STUDY MATERIAL START

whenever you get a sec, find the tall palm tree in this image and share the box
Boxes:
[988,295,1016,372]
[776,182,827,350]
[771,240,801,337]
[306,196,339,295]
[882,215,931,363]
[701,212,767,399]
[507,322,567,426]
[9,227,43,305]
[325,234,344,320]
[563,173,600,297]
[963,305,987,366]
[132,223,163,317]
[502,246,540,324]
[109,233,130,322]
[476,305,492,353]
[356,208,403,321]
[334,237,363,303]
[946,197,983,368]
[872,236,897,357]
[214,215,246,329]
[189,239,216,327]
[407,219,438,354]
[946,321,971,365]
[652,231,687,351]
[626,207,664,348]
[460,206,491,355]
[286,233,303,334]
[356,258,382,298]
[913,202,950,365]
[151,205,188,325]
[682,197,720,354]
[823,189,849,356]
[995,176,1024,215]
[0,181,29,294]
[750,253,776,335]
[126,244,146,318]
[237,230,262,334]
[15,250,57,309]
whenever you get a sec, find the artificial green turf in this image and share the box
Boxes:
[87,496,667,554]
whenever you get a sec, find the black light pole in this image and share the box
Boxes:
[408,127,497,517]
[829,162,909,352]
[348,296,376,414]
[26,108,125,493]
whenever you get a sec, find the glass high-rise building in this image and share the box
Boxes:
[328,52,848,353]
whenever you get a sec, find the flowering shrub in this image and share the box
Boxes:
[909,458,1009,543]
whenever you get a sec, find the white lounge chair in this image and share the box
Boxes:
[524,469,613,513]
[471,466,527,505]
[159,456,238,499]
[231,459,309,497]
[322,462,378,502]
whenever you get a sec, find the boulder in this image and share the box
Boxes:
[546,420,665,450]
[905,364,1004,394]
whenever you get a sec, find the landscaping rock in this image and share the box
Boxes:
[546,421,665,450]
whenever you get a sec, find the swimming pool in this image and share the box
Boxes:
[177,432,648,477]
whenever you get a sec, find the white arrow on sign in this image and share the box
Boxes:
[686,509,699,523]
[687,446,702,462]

STUDY MATERIAL END

_EXERCISE GOAL_
Return the full data, every line of it, with nothing altered.

_TASK ANSWER_
whenever you get a sec, find the tall palm tree in this image and share the box
Boxes:
[988,295,1016,372]
[776,182,827,350]
[771,240,801,337]
[306,196,339,295]
[882,215,931,363]
[701,212,767,399]
[507,322,567,426]
[9,227,43,305]
[325,234,344,320]
[563,173,600,297]
[963,305,987,366]
[132,223,163,317]
[502,246,540,324]
[109,233,130,322]
[476,305,492,353]
[356,208,403,321]
[334,237,363,303]
[946,197,983,368]
[872,236,897,357]
[214,215,246,329]
[189,239,216,327]
[407,219,438,354]
[946,321,971,365]
[652,231,687,351]
[626,207,664,348]
[460,206,491,355]
[286,233,303,334]
[356,258,382,298]
[913,202,950,365]
[151,205,188,325]
[682,197,720,354]
[823,189,849,356]
[995,176,1024,215]
[0,181,29,294]
[750,253,776,335]
[126,244,146,318]
[237,230,262,334]
[15,250,57,309]
whenever you get a sec, find the artificial green turf in this image and share the box
Boxes:
[87,496,667,554]
whenever you get a sec, find the black light pole in this image and share the box
Boxes:
[408,127,497,517]
[829,162,909,352]
[348,296,376,414]
[26,108,125,493]
whenever you get a sec, find the glass high-rise building in this image and share the box
Boxes:
[328,52,848,353]
whenever you get a sec, find the flowering shrub in this image and share the box
Boxes:
[909,458,1009,543]
whenever you get a sec, find the white lounge chair in this image and share the box
Boxes:
[524,469,613,513]
[471,466,527,505]
[159,456,238,499]
[231,459,309,497]
[322,462,378,502]
whenever you get a sec, find the boulder in this image and share the box
Boxes:
[546,420,665,450]
[905,364,1004,394]
whenever you get a sec, find the landscaping rock in this image and share the box
Boxes:
[546,421,665,450]
whenever you get a sec, find the swimming pool in this image and share the box
Boxes:
[177,432,648,477]
whenever you get a sec, find the white arrow on sign in this image and share the box
Boxes:
[686,509,699,523]
[687,446,702,462]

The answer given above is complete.